What the exercise asks: Pull every line holding the word "inside" out of the data and copy it.

* * *

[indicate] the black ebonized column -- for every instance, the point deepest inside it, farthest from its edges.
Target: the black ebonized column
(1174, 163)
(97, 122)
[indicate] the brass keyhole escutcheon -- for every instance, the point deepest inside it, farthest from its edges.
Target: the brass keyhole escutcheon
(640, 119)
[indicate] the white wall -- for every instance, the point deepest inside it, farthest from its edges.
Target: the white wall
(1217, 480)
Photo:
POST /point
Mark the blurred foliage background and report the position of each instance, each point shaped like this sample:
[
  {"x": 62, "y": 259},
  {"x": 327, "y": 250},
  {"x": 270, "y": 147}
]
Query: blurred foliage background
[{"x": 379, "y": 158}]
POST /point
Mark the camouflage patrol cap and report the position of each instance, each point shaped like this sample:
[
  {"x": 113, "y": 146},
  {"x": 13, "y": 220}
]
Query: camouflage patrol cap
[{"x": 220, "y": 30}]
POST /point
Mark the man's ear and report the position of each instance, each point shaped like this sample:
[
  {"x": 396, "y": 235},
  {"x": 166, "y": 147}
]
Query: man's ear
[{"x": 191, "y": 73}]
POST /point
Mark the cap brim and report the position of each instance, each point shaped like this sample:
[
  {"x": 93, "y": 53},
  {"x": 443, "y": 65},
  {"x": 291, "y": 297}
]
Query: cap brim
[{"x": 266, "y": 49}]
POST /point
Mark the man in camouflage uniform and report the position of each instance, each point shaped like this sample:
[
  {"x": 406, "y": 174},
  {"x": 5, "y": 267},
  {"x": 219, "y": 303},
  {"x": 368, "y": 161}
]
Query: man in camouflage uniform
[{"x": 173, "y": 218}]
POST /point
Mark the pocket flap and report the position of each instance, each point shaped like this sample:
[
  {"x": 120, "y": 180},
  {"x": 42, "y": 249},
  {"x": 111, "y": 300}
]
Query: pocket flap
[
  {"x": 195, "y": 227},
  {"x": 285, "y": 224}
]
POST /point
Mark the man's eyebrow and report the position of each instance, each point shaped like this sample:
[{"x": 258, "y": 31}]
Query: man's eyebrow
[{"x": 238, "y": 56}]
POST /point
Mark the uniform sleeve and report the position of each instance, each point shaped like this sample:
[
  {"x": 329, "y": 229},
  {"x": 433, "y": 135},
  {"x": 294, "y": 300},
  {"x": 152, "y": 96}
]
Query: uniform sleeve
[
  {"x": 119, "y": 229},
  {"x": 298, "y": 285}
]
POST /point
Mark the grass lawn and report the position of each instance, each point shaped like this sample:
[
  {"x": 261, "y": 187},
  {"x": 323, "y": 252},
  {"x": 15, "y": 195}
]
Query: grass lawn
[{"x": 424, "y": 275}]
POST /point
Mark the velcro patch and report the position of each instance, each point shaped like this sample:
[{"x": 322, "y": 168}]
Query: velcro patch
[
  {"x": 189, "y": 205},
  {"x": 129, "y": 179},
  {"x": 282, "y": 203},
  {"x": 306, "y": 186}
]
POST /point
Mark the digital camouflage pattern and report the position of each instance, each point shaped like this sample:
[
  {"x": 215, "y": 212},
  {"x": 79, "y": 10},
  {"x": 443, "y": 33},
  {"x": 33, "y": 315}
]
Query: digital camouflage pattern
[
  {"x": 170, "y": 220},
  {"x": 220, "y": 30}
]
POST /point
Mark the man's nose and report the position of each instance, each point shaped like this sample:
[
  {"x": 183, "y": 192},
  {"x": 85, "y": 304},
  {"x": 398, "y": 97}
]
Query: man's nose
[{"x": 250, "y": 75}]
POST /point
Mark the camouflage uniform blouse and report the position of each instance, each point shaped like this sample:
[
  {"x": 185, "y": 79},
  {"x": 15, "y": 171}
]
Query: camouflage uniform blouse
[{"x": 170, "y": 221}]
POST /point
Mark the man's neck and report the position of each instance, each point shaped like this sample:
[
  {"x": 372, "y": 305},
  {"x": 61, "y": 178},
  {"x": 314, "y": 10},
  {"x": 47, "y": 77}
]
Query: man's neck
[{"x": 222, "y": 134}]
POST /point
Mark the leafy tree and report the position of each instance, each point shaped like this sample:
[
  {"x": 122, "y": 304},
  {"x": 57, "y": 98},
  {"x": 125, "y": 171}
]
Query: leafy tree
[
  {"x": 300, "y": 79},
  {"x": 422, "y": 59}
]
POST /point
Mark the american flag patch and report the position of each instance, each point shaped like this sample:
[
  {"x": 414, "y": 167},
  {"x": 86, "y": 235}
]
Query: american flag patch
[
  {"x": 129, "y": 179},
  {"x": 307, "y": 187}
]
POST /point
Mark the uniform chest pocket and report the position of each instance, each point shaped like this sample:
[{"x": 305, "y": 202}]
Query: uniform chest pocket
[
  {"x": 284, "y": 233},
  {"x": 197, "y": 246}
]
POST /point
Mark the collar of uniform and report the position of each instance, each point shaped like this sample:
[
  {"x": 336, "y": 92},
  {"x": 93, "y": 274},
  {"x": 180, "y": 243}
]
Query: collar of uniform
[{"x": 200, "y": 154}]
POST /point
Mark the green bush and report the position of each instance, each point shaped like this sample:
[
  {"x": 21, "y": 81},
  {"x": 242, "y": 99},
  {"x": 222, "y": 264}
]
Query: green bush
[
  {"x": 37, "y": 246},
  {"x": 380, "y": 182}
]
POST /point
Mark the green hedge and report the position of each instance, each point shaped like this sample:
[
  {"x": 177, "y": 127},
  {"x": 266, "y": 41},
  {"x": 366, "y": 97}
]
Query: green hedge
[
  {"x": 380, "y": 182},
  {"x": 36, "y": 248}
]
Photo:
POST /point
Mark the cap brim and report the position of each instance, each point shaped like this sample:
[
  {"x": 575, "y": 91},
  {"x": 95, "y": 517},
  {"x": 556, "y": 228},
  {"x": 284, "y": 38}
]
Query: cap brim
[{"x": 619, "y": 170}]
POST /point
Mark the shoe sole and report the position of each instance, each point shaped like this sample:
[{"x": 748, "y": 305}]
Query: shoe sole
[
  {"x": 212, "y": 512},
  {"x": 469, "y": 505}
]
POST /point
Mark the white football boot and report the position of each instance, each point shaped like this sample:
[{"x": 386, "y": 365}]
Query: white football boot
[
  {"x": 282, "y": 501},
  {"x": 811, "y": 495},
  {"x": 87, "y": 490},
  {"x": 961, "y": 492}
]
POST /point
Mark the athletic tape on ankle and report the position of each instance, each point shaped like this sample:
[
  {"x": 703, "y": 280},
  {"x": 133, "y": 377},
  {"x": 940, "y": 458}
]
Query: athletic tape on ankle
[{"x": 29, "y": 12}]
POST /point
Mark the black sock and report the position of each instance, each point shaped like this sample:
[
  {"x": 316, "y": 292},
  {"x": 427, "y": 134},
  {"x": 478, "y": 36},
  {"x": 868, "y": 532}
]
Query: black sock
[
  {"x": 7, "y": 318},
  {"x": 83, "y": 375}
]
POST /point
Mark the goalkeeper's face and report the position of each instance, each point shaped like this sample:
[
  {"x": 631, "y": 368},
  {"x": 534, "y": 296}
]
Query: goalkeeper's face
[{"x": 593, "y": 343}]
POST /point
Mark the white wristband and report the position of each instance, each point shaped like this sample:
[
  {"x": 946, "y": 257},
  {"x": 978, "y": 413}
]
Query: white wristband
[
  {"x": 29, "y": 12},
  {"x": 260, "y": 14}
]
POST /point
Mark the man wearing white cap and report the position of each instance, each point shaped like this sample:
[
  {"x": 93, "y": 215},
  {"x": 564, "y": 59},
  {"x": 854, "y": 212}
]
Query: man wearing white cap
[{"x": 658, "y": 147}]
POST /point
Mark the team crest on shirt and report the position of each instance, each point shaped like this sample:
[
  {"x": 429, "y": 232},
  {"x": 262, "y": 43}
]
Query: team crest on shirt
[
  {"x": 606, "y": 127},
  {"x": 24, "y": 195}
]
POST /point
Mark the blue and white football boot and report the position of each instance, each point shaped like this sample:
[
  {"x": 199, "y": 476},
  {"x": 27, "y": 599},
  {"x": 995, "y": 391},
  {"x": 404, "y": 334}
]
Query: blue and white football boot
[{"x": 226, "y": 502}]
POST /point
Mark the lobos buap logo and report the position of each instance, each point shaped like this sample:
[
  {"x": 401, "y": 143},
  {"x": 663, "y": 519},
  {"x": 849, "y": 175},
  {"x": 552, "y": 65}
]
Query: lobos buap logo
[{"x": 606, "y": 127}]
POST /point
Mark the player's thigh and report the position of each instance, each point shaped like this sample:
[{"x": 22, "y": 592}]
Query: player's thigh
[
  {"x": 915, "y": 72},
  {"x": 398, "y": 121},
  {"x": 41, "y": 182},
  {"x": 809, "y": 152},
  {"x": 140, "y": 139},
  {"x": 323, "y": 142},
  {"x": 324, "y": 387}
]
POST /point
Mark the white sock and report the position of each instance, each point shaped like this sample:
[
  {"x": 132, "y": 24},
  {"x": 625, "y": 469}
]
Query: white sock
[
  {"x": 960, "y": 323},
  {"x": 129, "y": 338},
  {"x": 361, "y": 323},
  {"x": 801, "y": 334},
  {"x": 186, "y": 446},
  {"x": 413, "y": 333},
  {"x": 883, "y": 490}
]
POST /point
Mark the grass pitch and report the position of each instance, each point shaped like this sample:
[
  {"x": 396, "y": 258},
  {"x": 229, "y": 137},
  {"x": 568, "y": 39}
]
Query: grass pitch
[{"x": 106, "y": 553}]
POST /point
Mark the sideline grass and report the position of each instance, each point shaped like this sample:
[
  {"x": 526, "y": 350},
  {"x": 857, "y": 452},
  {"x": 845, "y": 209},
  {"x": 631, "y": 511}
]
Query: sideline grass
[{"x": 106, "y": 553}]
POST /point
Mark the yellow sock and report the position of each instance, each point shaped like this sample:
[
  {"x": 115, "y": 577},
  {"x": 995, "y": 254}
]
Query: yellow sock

* * *

The completed task:
[indicate] the black ebonized column -- for every instance, the point deepest inside it, farthest from its edges.
[indicate] the brass keyhole escutcheon -- for every instance, the point deepest inside it, farthest from its edges.
[indicate] the white wall -- for every instance, the point deepest inside it, farthest from its edges.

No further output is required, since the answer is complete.